[Exercise instructions]:
A single number is wanted: how many lines of the data include the string "below".

(Entries taken from a collection)
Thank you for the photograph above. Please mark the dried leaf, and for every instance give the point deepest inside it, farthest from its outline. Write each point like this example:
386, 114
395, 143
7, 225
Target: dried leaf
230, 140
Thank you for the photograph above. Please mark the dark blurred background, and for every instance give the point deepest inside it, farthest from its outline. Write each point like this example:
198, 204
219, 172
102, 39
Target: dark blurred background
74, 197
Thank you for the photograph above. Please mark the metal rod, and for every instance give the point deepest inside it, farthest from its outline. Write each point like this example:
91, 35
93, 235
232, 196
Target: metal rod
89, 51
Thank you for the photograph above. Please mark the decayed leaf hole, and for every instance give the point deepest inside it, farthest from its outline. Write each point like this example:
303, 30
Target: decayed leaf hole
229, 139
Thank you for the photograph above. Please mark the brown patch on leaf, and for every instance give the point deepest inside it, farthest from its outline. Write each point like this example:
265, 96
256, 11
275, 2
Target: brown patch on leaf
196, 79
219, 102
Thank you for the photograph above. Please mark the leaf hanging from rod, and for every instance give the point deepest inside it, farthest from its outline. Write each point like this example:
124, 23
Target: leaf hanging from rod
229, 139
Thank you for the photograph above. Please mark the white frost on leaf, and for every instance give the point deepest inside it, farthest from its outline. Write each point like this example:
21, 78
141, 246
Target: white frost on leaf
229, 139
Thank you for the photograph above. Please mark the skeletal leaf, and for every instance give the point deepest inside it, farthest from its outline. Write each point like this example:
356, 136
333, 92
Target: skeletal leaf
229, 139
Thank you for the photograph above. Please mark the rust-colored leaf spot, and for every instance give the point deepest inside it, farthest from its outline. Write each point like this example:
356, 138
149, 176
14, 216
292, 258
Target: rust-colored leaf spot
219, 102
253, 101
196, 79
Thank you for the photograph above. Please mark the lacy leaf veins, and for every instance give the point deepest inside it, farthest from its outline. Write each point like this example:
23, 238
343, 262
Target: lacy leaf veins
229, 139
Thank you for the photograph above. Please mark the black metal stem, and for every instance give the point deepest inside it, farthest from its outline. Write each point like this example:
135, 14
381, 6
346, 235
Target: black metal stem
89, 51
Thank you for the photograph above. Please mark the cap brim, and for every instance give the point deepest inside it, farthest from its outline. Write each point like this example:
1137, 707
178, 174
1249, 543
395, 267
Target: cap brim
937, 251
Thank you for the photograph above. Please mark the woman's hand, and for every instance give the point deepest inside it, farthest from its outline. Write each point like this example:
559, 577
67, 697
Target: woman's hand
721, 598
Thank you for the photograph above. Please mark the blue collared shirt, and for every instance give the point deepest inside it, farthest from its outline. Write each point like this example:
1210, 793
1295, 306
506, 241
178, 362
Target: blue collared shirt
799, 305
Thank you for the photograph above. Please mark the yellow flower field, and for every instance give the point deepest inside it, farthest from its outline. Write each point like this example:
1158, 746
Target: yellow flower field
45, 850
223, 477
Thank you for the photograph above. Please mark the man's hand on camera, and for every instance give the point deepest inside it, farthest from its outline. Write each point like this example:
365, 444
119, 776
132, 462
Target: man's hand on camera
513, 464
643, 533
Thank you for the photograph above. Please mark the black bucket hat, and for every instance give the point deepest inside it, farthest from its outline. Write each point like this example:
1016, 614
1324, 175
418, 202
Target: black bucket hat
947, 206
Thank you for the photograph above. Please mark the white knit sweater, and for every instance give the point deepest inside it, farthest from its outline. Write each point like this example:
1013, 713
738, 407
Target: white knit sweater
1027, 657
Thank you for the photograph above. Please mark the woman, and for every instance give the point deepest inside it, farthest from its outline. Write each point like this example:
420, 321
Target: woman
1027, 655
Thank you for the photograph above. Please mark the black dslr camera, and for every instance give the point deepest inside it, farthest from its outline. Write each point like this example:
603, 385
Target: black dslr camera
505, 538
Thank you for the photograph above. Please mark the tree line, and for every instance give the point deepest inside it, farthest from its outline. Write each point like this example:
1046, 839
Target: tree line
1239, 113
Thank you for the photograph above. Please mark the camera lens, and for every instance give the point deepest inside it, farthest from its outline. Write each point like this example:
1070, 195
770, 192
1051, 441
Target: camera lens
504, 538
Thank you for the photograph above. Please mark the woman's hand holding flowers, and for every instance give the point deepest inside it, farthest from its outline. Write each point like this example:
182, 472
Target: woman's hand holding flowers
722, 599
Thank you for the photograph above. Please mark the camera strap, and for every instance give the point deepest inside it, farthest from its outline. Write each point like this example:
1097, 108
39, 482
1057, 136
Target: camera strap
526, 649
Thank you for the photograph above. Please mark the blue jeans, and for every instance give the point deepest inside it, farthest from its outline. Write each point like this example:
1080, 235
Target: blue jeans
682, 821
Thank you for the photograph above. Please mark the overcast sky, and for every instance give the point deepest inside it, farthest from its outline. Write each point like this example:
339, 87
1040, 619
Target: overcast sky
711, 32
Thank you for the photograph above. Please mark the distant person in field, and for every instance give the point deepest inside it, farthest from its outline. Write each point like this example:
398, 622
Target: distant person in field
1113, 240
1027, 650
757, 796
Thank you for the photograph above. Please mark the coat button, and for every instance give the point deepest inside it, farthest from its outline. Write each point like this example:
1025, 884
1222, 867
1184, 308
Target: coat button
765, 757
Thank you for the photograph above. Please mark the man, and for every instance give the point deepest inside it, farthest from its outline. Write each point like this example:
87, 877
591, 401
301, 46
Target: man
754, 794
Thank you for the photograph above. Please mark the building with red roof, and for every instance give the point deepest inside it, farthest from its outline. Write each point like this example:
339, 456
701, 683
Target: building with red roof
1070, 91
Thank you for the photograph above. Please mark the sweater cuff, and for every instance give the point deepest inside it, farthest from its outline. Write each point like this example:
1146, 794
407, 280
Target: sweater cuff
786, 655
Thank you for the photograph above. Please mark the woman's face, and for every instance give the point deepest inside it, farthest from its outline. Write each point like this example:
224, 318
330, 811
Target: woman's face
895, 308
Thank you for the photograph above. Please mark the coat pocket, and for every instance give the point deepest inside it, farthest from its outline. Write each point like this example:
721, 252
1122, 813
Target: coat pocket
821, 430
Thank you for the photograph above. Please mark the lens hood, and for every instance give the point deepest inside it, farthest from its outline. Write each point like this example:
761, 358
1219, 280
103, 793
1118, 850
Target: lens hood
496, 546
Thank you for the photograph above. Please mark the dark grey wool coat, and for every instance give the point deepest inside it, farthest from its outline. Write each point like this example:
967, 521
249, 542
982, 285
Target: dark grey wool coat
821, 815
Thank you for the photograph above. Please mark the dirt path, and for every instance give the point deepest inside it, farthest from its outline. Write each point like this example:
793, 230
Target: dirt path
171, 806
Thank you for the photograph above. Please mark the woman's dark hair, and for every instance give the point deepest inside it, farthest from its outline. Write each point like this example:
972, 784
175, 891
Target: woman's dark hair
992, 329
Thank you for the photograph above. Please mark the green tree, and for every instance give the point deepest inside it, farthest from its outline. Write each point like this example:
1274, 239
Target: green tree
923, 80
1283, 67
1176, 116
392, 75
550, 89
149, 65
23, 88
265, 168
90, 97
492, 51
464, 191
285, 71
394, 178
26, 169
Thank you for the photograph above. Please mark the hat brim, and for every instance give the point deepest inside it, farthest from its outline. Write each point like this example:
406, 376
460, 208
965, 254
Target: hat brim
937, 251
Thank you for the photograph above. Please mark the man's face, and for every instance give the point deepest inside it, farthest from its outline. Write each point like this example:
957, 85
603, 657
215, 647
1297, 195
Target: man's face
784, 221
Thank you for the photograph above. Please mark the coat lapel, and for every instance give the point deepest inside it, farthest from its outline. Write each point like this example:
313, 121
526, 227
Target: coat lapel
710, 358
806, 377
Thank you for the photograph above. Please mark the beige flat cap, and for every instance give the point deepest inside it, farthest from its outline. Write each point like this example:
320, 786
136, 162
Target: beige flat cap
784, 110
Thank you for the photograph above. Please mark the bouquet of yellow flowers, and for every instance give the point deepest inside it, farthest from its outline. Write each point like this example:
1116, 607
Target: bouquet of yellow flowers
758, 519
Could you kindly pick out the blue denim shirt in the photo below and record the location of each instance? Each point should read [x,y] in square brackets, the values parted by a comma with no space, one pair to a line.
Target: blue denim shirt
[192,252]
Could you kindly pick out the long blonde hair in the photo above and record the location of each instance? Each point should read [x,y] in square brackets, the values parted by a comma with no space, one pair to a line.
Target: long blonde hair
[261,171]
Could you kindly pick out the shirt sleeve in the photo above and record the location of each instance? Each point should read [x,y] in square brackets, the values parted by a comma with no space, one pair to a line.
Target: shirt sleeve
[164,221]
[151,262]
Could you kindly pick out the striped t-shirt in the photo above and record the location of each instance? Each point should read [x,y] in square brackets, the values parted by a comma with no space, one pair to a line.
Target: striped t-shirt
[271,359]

...

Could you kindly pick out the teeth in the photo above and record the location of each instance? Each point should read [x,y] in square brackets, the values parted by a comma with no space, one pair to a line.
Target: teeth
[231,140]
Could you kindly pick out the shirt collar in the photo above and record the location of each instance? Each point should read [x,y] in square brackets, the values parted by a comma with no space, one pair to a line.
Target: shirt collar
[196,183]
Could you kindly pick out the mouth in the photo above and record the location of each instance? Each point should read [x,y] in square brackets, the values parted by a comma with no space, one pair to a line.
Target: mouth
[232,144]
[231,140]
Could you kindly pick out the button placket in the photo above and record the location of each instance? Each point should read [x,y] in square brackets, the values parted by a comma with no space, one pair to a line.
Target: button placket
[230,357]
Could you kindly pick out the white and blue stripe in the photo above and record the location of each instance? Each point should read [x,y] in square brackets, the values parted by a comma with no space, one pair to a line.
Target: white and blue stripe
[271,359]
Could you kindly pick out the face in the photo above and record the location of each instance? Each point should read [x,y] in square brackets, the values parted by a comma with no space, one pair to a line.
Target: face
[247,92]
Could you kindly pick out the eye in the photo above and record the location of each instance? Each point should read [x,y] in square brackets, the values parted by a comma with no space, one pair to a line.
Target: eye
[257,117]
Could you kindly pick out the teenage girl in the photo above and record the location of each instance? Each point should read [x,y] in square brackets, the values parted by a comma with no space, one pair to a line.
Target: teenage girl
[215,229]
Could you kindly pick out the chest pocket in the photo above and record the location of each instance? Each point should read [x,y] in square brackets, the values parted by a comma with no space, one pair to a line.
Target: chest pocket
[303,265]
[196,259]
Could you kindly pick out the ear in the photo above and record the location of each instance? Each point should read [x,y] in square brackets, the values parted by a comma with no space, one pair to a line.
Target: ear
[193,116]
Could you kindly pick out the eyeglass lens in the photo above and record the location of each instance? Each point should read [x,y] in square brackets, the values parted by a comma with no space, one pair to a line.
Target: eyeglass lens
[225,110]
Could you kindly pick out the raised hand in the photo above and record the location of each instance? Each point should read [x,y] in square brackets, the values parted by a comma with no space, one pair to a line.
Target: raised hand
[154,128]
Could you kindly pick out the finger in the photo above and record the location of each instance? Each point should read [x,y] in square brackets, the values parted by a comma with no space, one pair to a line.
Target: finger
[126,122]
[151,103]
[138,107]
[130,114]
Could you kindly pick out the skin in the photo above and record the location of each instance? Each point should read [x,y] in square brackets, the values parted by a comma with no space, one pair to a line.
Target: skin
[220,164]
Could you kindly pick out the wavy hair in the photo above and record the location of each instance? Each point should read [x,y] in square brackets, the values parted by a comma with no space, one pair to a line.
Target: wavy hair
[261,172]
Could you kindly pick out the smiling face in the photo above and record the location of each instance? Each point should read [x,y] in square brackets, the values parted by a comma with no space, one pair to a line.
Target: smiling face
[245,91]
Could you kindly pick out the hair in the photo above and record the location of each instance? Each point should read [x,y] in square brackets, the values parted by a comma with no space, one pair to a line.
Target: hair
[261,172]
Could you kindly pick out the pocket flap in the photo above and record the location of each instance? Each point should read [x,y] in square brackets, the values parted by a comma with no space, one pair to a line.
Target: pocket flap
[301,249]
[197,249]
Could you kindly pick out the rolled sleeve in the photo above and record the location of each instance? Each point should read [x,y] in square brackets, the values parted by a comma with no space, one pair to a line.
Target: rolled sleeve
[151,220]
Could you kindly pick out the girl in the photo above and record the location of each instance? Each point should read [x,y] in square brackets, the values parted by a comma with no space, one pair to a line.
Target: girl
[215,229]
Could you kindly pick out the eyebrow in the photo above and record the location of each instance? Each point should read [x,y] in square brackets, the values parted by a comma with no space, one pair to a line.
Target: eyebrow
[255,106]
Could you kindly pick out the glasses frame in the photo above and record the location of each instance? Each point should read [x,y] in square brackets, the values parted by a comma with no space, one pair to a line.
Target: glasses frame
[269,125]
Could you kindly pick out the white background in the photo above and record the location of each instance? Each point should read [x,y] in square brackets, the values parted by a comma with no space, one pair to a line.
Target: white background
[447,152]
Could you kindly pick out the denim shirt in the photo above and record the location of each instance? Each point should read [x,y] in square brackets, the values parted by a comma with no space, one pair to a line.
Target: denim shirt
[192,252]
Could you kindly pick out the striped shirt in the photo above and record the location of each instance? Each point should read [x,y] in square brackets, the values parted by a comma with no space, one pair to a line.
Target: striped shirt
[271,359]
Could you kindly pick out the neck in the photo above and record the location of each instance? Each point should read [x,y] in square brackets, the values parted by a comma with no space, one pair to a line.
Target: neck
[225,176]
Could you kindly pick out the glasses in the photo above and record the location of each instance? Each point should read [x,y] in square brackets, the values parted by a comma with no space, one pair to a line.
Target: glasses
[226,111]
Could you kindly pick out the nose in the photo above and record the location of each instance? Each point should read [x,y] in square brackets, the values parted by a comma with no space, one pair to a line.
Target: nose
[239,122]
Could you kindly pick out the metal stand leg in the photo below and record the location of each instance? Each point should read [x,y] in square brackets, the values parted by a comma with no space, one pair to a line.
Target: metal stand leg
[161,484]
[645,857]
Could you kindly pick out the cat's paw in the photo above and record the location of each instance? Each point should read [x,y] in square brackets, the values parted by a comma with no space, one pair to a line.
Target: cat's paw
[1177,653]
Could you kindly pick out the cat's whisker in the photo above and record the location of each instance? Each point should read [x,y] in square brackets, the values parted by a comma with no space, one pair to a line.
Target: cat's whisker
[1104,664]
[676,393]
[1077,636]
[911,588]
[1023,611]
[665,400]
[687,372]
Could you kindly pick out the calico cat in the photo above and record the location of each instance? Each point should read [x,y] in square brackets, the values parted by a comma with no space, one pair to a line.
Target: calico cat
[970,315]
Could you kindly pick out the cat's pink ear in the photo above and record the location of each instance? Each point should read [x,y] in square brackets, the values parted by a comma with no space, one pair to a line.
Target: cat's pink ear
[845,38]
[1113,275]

[Output of the exercise]:
2